*What you need to do*
Repeat every record below exactly as it appears.

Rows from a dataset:
%%
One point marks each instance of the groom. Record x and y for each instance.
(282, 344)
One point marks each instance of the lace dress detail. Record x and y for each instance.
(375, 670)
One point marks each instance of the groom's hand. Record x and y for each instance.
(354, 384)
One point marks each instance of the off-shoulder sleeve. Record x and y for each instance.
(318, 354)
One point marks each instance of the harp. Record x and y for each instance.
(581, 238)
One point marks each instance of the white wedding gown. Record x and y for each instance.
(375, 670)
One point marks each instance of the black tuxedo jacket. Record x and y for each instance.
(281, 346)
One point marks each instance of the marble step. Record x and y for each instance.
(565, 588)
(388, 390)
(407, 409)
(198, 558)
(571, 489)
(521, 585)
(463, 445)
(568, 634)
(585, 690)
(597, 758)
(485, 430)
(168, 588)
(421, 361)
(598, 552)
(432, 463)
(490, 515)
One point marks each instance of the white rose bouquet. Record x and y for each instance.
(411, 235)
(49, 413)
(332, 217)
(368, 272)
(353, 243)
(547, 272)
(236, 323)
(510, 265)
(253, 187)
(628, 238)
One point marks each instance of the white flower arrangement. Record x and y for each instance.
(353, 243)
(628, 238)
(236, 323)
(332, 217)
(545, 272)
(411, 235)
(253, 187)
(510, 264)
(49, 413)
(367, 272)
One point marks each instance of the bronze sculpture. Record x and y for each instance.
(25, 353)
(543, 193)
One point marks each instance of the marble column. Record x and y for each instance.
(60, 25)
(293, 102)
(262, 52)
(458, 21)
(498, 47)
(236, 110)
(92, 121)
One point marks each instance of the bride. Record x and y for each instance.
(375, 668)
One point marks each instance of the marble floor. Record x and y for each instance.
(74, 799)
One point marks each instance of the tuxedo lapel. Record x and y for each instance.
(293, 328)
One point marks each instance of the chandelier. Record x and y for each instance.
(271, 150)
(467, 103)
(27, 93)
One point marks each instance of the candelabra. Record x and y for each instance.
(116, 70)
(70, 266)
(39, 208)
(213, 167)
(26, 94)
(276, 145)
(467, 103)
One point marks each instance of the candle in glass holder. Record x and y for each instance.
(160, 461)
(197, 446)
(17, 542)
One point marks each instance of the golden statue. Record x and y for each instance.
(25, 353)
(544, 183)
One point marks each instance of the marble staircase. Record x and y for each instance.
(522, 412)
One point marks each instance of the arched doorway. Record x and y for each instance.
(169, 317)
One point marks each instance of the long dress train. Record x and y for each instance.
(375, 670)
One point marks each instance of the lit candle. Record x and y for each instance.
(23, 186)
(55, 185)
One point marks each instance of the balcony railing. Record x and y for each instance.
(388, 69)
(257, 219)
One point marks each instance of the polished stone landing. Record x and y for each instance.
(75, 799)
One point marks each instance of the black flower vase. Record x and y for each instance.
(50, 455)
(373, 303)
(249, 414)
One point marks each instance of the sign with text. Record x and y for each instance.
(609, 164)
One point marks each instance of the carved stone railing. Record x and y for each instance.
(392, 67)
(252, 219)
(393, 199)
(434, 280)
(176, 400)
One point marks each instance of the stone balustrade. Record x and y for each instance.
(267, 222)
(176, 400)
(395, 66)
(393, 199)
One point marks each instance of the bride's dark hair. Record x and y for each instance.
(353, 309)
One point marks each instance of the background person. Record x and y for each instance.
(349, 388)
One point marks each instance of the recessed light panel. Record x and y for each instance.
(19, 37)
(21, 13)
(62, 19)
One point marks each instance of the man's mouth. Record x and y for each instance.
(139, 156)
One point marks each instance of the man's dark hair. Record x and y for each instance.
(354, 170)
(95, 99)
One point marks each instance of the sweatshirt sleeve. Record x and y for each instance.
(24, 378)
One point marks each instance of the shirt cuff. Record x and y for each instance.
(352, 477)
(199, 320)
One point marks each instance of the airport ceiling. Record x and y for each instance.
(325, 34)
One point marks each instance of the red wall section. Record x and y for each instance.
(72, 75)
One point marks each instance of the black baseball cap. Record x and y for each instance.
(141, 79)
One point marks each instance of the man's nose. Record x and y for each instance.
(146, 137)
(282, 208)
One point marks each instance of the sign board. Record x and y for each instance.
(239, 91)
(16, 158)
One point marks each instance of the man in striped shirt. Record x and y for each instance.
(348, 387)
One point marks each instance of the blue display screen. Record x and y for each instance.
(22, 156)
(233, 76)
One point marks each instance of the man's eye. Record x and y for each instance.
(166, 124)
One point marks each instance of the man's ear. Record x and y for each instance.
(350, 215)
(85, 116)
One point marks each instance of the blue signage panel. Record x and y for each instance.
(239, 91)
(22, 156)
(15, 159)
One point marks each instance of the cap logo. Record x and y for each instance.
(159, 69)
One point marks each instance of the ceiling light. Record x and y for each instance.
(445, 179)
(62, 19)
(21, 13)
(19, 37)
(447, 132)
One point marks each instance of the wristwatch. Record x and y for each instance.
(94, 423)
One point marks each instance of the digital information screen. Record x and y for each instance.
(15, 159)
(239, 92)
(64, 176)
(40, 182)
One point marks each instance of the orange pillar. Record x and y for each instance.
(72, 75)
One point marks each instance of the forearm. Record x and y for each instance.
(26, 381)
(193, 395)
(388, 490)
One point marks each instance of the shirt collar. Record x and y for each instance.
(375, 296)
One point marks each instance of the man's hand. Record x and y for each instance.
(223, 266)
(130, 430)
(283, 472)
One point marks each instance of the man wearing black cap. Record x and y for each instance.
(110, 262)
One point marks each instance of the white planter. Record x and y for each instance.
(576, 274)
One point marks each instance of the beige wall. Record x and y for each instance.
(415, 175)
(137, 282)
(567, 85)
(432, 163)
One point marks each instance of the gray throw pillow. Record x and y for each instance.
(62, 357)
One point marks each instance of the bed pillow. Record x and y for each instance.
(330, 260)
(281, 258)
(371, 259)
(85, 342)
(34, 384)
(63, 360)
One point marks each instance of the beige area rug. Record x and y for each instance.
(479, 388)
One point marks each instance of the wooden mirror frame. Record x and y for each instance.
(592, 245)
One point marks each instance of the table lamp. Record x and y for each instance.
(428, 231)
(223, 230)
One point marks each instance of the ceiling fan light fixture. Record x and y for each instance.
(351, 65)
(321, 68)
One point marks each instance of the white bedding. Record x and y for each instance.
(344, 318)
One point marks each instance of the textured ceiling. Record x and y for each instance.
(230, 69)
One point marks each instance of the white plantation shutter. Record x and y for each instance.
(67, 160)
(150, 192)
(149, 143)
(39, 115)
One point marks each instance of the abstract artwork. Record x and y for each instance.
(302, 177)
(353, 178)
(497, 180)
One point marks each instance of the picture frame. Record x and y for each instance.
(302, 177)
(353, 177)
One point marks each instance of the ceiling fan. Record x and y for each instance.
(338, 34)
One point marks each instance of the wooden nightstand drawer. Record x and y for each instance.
%%
*Full answer*
One point marks each instance of the groom. Record x and y for each instance.
(282, 344)
One point marks each instance of the lace dress detail. Record x and y for each instance.
(375, 670)
One point marks each instance of the groom's hand. Record x and y for each instance.
(354, 384)
One point marks each instance of the off-shoulder sleeve. Record x and y for each instance.
(318, 354)
One point marks each instance of the harp. Record x and y for each instance.
(581, 238)
One point marks each instance of the white wedding gown. Record x and y for each instance.
(375, 670)
One point marks each instance of the black tuxedo jacket. Record x and y for each instance.
(281, 346)
One point marks each instance of the marble step. Record x and y for each instance.
(565, 588)
(388, 390)
(407, 409)
(198, 558)
(571, 489)
(521, 585)
(463, 445)
(568, 634)
(585, 690)
(597, 758)
(485, 430)
(168, 588)
(421, 361)
(598, 552)
(432, 463)
(490, 515)
One point marks each instance of the white rose bouquet. Record x and y for each instance.
(411, 235)
(49, 413)
(332, 217)
(368, 272)
(353, 243)
(547, 272)
(236, 323)
(510, 265)
(253, 187)
(628, 238)
One point marks each instance of the white flower arrangement. Record x and y for each instance.
(353, 243)
(628, 238)
(236, 323)
(332, 217)
(545, 272)
(411, 235)
(253, 187)
(510, 264)
(49, 413)
(367, 272)
One point marks each instance of the bronze sculpture. Record x and y for each instance.
(25, 353)
(543, 193)
One point marks each instance of the marble column. Record x and y for each instance.
(60, 25)
(293, 102)
(262, 52)
(458, 21)
(498, 47)
(236, 110)
(92, 121)
One point marks each instance of the bride. Record x and y for each instance.
(375, 668)
One point marks each instance of the marble floor. Record x and y for each instance.
(74, 799)
One point marks each instance of the tuxedo lapel. Record x and y for each instance.
(293, 328)
One point marks each instance of the chandelier. Record x and y for each instance.
(271, 150)
(467, 103)
(27, 93)
One point marks each instance of the candelabra. Record x and y for each instance.
(116, 70)
(70, 266)
(39, 208)
(213, 167)
(26, 94)
(276, 145)
(467, 103)
One point marks each instance of the candle in glass holder. Record x and y for each instance.
(160, 461)
(197, 446)
(17, 542)
One point marks each instance of the golden statue. Record x and y for each instance.
(25, 353)
(544, 183)
One point marks each instance of the marble staircase. Record x and y for each instance.
(522, 412)
One point marks each instance of the arched doorway. Record x and y for each instance.
(169, 317)
One point marks each instance of the long dress train. Record x and y for each instance.
(375, 670)
One point marks each instance of the lit candle. Record x and y for each instance.
(23, 186)
(55, 185)
One point marks each instance of the balcony railing. Record x and y for each instance.
(388, 69)
(257, 219)
One point marks each instance of the polished stone landing. Record x and y for each instance.
(75, 799)
One point marks each instance of the black flower vase. Record x and y for each instance.
(50, 455)
(373, 303)
(249, 414)
One point marks each instance of the sign with text. Record x and y for each instance.
(609, 164)
One point marks each instance of the carved stone railing. Record x and y for each instance.
(392, 67)
(252, 219)
(393, 199)
(434, 280)
(176, 400)
One point marks each instance of the stone balustrade. Record x and y for each instance.
(267, 222)
(176, 400)
(395, 66)
(393, 199)
One point marks each instance of the bride's dark hair. Record x and y for each instance.
(353, 309)
One point marks each instance of the background person. Record x and y for each instance.
(349, 388)
One point marks each instance of the recessed light panel. Record x and y for each instance.
(19, 37)
(21, 13)
(62, 19)
One point marks each instance of the man's mouth. Record x and y for each instance.
(139, 156)
One point marks each instance of the man's dark hair. Record x and y for each instance.
(354, 170)
(95, 99)
One point marks each instance of the sweatshirt sleeve. Record x and y for each instance.
(24, 378)
One point marks each instance of the shirt cuff. Record x and y for each instance.
(352, 477)
(199, 320)
One point marks each instance of the airport ceiling. Record x and y for each instance.
(325, 34)
One point marks each instance of the red wall section. Record x and y for each instance.
(72, 75)
One point marks each instance of the black baseball cap. Record x and y for each instance.
(141, 79)
One point marks each instance of the man's nose. Record x and y for each instance.
(146, 137)
(282, 208)
One point marks each instance of the sign board. Record x and y for each instance.
(239, 91)
(16, 158)
One point marks each instance of the man in striped shirt. Record x and y for each instance.
(348, 387)
One point marks each instance of the blue display screen. Record x and y for each instance.
(22, 156)
(233, 76)
One point marks each instance of the man's eye. Record x and y for each instance.
(166, 124)
One point marks each instance of the man's ear. Record x and y for each instance.
(350, 215)
(85, 116)
One point marks each instance of the blue signage panel. Record x and y for each instance.
(239, 91)
(22, 156)
(15, 159)
One point marks each instance of the cap logo. Record x and y for each instance.
(159, 69)
One point marks each instance of the ceiling light. Record x and y for each instance.
(445, 179)
(62, 19)
(21, 13)
(19, 37)
(447, 132)
One point marks each instance of the wristwatch. Record x and y for each instance.
(94, 423)
One point marks each instance of the digital information screen. Record x and y for each instance.
(15, 159)
(239, 92)
(64, 176)
(40, 182)
One point marks each instance of the orange pillar. Record x and y for each instance.
(72, 75)
One point marks each instance of the forearm. Record x and y for each instance.
(26, 381)
(193, 395)
(388, 490)
One point marks each instance of the shirt collar. Record x and y for each instance.
(375, 296)
One point marks each instance of the man's hand. Record x and y for each instance.
(223, 266)
(130, 430)
(283, 472)
One point marks each instance of the man wearing black cap. Record x and y for each instance.
(110, 262)
One point marks each instance of the white planter. Record x and y for each instance.
(576, 274)
One point marks each instance of the beige wall. Record x and y for each instance.
(415, 175)
(137, 282)
(567, 85)
(432, 163)
One point marks each instance of the gray throw pillow. Record x and y for each instance.
(62, 357)
One point marks each instance of the bed pillow. Record x and y for each instance.
(330, 260)
(281, 258)
(371, 259)
(85, 342)
(34, 384)
(63, 360)
One point marks each instance of the beige area rug. Record x and y for each instance.
(479, 388)
One point marks each instance of the wooden mirror frame. Record x and y for each instance.
(592, 245)
One point marks each instance of the table lamp. Record x and y for each instance.
(428, 231)
(223, 230)
One point marks each instance of the ceiling fan light fixture. Record x and y for each instance.
(351, 65)
(321, 68)
One point marks each instance of the white bedding. Record x and y for each instance.
(344, 318)
One point marks each instance of the textured ceiling. Record x and y for each instance.
(230, 69)
One point marks each instance of the white plantation shutter. Record x and y for each instance.
(67, 160)
(150, 192)
(149, 143)
(39, 115)
One point marks each instance of the abstract artwork. Record x and y for each instance.
(302, 177)
(353, 178)
(497, 180)
One point marks each instance of the picture frame. Record x and y for each instance.
(302, 177)
(353, 177)
One point marks each instance of the ceiling fan. Record x and y for each instance.
(338, 34)
One point marks each instance of the wooden nightstand drawer. Record x and y for each instance.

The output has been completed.